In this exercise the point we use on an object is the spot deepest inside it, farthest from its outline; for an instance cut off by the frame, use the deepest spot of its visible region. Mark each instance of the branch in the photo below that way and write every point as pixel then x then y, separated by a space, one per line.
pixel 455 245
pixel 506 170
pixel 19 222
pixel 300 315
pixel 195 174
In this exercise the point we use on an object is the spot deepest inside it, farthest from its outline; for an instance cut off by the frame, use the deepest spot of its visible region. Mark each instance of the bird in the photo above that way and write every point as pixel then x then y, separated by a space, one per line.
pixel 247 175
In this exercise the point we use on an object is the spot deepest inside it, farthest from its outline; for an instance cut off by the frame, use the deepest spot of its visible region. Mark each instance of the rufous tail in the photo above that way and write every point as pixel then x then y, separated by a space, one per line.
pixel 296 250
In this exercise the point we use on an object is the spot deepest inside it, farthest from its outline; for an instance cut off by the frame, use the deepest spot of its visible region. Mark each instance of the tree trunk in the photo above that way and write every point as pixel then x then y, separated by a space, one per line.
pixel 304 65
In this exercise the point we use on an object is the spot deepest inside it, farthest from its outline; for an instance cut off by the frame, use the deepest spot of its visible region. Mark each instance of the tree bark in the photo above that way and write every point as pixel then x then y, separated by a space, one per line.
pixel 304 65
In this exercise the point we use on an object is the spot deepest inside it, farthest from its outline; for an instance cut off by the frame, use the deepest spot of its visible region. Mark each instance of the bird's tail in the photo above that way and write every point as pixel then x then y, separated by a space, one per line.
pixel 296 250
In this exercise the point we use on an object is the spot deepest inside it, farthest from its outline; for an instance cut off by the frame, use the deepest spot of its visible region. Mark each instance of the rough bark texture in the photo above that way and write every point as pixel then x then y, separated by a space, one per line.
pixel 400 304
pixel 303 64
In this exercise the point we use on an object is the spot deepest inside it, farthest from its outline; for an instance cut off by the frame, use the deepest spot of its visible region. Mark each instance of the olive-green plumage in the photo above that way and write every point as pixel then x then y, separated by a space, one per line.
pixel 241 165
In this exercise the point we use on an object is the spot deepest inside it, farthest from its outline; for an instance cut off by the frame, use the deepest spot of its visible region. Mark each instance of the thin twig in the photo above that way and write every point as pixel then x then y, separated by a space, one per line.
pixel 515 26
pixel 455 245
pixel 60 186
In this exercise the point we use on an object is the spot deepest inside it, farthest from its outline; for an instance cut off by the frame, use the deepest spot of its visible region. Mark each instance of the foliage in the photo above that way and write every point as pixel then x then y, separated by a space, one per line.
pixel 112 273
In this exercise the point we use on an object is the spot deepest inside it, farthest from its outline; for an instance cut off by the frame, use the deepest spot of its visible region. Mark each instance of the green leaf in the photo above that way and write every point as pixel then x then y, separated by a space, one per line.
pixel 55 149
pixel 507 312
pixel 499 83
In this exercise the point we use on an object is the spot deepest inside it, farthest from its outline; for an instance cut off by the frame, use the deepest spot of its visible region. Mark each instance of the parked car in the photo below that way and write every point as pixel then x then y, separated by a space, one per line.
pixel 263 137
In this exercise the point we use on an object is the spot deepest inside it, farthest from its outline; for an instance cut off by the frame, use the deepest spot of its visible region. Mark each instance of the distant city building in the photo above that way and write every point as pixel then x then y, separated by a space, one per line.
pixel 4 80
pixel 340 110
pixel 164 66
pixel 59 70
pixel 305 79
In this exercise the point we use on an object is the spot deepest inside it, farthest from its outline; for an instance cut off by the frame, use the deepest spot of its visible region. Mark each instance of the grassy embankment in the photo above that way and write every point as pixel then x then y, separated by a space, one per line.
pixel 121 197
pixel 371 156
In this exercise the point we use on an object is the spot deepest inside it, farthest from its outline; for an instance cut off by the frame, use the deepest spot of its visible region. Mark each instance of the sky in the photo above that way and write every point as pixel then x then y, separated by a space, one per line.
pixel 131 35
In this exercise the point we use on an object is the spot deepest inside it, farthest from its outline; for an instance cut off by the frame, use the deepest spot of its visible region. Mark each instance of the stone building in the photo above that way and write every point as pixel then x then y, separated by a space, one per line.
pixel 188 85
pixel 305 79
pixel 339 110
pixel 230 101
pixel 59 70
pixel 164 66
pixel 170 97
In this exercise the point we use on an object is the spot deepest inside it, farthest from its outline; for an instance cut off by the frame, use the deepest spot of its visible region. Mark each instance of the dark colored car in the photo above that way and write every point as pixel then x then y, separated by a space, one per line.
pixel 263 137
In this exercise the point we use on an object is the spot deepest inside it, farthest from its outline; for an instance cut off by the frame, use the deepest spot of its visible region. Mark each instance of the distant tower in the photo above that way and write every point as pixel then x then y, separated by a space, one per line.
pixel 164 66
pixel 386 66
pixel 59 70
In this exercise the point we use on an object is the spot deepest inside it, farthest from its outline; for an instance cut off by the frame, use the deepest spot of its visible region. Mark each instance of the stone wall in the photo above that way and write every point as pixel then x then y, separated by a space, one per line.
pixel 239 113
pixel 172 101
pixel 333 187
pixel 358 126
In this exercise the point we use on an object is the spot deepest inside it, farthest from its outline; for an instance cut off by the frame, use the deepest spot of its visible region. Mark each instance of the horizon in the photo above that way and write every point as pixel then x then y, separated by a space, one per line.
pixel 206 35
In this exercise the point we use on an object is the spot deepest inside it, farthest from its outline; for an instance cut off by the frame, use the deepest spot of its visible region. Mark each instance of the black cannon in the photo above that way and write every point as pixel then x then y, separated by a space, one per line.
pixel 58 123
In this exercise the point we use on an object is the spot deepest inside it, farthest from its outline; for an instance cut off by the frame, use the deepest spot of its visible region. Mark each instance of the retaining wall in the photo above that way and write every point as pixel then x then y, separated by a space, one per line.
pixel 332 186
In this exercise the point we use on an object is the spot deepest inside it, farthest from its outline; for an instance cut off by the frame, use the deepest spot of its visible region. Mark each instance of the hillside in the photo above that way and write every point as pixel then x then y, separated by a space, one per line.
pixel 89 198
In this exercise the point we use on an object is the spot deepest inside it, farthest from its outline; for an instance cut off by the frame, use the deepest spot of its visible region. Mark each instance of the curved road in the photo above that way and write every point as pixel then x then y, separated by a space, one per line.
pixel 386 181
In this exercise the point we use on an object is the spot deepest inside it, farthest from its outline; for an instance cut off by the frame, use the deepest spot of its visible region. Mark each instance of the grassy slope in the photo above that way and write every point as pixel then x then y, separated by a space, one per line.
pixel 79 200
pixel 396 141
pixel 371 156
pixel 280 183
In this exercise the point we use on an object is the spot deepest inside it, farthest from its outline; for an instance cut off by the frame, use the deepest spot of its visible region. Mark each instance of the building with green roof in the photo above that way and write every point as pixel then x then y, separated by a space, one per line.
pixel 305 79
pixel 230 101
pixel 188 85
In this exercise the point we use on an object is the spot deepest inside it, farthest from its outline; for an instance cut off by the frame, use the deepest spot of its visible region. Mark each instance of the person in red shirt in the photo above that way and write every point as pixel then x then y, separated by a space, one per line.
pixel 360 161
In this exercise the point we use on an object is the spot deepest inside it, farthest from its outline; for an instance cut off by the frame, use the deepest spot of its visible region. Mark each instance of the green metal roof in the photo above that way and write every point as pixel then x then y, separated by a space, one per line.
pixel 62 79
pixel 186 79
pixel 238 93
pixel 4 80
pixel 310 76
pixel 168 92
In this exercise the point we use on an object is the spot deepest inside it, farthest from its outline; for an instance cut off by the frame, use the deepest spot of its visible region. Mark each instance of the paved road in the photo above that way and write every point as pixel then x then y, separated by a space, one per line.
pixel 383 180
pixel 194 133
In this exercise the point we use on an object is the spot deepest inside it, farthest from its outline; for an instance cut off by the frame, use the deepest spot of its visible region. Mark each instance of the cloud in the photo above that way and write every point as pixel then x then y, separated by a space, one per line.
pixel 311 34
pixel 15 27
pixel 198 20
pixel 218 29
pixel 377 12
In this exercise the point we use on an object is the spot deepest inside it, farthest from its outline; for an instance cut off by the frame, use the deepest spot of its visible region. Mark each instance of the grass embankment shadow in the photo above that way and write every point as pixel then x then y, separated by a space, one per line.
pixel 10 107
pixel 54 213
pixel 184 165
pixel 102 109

Your assignment: The required output is an exact retyping of the lines from the one that contains "the grass embankment" through the last line of the material above.

Written answer:
In this exercise the point we use on an object is the spot deepest inside it, farthest from its outline; for an instance cut off by the frame, use the deepest spot of its visible region. Mark each instance of the grass embankment shadow in the photo above that way and write every point as pixel then x then y, separated by a space, one per line.
pixel 10 107
pixel 54 213
pixel 184 165
pixel 102 109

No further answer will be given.